Brief:
An exact copy of every entry below is needed.

Excerpted records:

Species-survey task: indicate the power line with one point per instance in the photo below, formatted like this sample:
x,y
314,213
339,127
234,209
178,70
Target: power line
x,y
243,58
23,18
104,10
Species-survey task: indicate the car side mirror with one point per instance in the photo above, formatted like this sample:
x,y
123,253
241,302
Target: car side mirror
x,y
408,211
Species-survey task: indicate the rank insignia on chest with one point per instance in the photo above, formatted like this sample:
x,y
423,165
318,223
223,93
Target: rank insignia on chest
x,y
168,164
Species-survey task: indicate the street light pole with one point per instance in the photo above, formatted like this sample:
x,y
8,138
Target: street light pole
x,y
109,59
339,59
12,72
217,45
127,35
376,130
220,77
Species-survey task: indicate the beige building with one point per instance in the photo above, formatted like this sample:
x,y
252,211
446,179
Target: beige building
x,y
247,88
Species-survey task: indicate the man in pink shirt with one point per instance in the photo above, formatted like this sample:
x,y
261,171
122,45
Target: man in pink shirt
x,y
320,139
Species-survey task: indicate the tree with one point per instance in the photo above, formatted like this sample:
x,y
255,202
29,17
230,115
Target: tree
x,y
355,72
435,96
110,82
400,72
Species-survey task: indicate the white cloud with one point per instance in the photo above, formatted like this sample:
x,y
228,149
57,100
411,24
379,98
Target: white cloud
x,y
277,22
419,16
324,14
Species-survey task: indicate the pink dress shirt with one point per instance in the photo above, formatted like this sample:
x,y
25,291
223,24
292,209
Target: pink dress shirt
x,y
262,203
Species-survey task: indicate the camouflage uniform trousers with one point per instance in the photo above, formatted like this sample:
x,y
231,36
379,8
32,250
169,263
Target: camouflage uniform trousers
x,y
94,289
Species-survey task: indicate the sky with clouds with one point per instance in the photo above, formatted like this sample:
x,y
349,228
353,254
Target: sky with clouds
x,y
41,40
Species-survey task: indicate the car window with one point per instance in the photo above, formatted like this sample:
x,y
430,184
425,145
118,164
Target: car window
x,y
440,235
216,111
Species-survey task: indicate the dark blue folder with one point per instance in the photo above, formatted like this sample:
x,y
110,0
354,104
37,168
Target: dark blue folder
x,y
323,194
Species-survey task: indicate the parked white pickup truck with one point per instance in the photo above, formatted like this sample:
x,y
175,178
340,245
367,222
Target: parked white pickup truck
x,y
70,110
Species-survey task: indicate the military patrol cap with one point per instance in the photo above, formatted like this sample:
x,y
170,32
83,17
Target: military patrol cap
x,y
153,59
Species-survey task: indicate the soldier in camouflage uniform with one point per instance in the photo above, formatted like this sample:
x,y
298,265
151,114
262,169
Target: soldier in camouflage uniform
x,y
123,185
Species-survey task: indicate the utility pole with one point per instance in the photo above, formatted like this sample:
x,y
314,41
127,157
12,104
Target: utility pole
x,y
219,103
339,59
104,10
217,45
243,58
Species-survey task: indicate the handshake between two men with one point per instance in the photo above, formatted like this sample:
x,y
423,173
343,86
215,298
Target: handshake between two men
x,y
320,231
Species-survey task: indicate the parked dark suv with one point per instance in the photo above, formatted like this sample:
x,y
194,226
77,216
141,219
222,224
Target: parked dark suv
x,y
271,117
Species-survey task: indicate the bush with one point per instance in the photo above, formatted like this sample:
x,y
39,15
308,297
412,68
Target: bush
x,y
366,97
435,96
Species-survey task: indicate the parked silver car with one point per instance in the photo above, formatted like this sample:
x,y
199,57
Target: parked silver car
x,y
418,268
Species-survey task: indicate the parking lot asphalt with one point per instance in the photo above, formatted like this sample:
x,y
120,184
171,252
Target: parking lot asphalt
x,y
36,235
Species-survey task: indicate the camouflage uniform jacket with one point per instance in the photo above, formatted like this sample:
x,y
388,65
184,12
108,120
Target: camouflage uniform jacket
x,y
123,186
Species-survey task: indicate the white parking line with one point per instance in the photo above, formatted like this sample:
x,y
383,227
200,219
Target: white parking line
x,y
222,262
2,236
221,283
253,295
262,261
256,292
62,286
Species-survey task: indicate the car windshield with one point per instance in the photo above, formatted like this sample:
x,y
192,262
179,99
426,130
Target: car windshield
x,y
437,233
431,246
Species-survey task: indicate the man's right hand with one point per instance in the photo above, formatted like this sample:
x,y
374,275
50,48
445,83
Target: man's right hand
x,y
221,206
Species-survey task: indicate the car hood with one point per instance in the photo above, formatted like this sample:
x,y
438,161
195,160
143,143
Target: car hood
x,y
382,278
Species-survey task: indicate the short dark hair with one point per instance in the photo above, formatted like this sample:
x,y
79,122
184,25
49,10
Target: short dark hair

Task output:
Species-survey task: indicate the power line with one point per instance in the photo below, formatted like this sample:
x,y
314,213
339,127
234,209
178,70
Target: power line
x,y
243,58
23,18
104,10
Species-survey task: indicate the car side mirror with one point per instance in the photo above, formatted like this sample:
x,y
123,253
241,302
Target: car side mirror
x,y
408,211
Species-survey task: indicate the rank insignia on chest with one point per instance in the photo above, formatted like this sample:
x,y
423,165
318,223
223,93
Target: rank insignia on chest
x,y
168,164
Species-survey task: indicate the street light pole with one point per instance in the photo above, formatted like this sample:
x,y
8,138
Target: street light pole
x,y
109,59
339,59
12,72
217,45
127,35
376,130
220,77
Species-survey task: indicate the beige building with one point per instance in the photo above, formatted like this sample:
x,y
252,211
446,179
Target: beige building
x,y
247,88
Species-survey task: indicate the man in pink shirt with one point per instance in the photo above, formatted like this sample:
x,y
261,171
122,45
Target: man in pink shirt
x,y
320,139
Species-survey task: indicate the tree with one point per instance in the photo above, formatted like this sample:
x,y
255,202
29,17
230,115
Target: tree
x,y
355,72
435,96
110,82
400,72
Species-survey task: indicate the white cloud with one point per instance in the photo above, formatted like this sample:
x,y
228,149
57,100
411,24
379,98
Target: white cloud
x,y
277,22
419,16
324,14
Species-survey task: indicate the pink dress shirt with one point per instance in the photo above, formatted like this sample:
x,y
25,291
223,24
292,209
Target: pink dress shirt
x,y
262,203
Species-survey task: indicate the camouflage uniform trousers with one point per instance in the photo above, formatted like this sample:
x,y
231,36
379,8
32,250
169,263
Target: camouflage uniform trousers
x,y
94,289
Species-survey task: indicate the sky with clouds with one point per instance in the photo above, formatted like this sample:
x,y
349,228
353,254
Target: sky with clouds
x,y
41,40
Species-survey task: indicate the car window with one point per instance in the photo above, formatted like this sample:
x,y
430,184
425,145
118,164
Target: car window
x,y
440,235
216,111
Species-survey task: indicate the dark blue folder with one point per instance in the photo above, formatted like this sample:
x,y
110,0
354,104
37,168
Target: dark blue folder
x,y
323,194
Species-survey task: indicate the parked white pickup truck with one point per instance in the photo above, formatted like this sample:
x,y
175,178
340,245
367,222
Target: parked white pickup truck
x,y
70,110
Species-survey task: indicate the military patrol cap with one point per instance in the photo above, formatted like this sample:
x,y
170,32
83,17
Target: military patrol cap
x,y
153,59
Species-survey task: indicate the soldier in camouflage uniform with one point per instance in the photo above, formatted like this sample:
x,y
298,265
151,114
262,169
Target: soldier in camouflage uniform
x,y
123,185
Species-survey task: indicate the utility pole with one point per instance in the photo above, formatted like this sample:
x,y
314,41
127,157
12,104
Target: utility pole
x,y
219,103
339,59
104,10
217,45
243,58
Species-survey task: indicate the handshake between two men with one point per instance in the photo above, formatted like this sample:
x,y
423,173
343,86
215,298
Target: handshake between two men
x,y
320,231
Species-survey task: indicate the parked dark suv with one point per instance in the photo above, formatted like this sample:
x,y
194,226
77,216
141,219
222,224
Target: parked dark suv
x,y
271,117
Species-survey task: indicate the bush with one point per instance in the photo above, formatted like this sample:
x,y
39,15
308,297
412,68
Target: bush
x,y
366,97
435,96
Species-survey task: indicate the parked silver car with one point per instance in the photo above, formatted like this sample:
x,y
199,57
Target: parked silver car
x,y
418,268
Species-survey task: indicate the parking lot asphalt with one point per instance in the photo above, formatted like this sample:
x,y
120,184
171,252
Target: parking lot asphalt
x,y
36,235
Species-survey task: indicate the camouflage uniform jacket with one point per instance in the photo above, formatted like this sample:
x,y
388,65
184,12
108,120
Target: camouflage uniform jacket
x,y
123,186
Species-survey task: indicate the white parking line with one point per instance in the photo above, formatted like this sample:
x,y
383,227
200,219
Target: white parking line
x,y
222,262
2,236
221,283
253,295
262,261
256,292
62,286
Species-survey task: indicate the car windshield with one point per instance in the photo above, formatted like this sample:
x,y
192,262
179,99
426,130
Target: car windshield
x,y
437,233
431,246
Species-survey task: indicate the man's right hand with one point per instance in the photo above, formatted like this sample:
x,y
374,275
50,48
445,83
Target: man's right hand
x,y
221,206
Species-survey task: indicate the car hood with one point per instance in the photo above, formatted like this sample:
x,y
438,161
195,160
143,143
Target: car hood
x,y
382,278
Species-survey task: indicate the short dark hair with one point per instance in the photo above, formatted like this sample:
x,y
79,122
184,25
49,10
Target: short dark hair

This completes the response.